EXCERPTED RECORDS —

★ ★ ★ ★

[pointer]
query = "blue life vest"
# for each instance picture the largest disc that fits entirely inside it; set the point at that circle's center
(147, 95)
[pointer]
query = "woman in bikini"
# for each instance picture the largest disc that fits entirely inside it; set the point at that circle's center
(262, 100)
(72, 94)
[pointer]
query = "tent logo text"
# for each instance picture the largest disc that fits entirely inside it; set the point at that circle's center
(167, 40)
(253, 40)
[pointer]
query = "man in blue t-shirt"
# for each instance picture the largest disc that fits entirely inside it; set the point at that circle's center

★ ★ ★ ★

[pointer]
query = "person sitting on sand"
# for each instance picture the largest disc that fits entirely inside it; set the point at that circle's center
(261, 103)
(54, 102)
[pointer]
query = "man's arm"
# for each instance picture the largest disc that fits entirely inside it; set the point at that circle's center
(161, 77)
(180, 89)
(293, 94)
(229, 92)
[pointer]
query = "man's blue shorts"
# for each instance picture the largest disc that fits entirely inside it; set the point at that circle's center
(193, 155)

★ ★ ★ ★

Please gather every line above that contains the word "blue" and copy each one out in full.

query = "blue life vest"
query = "man in blue t-shirt"
query = "man's blue shorts"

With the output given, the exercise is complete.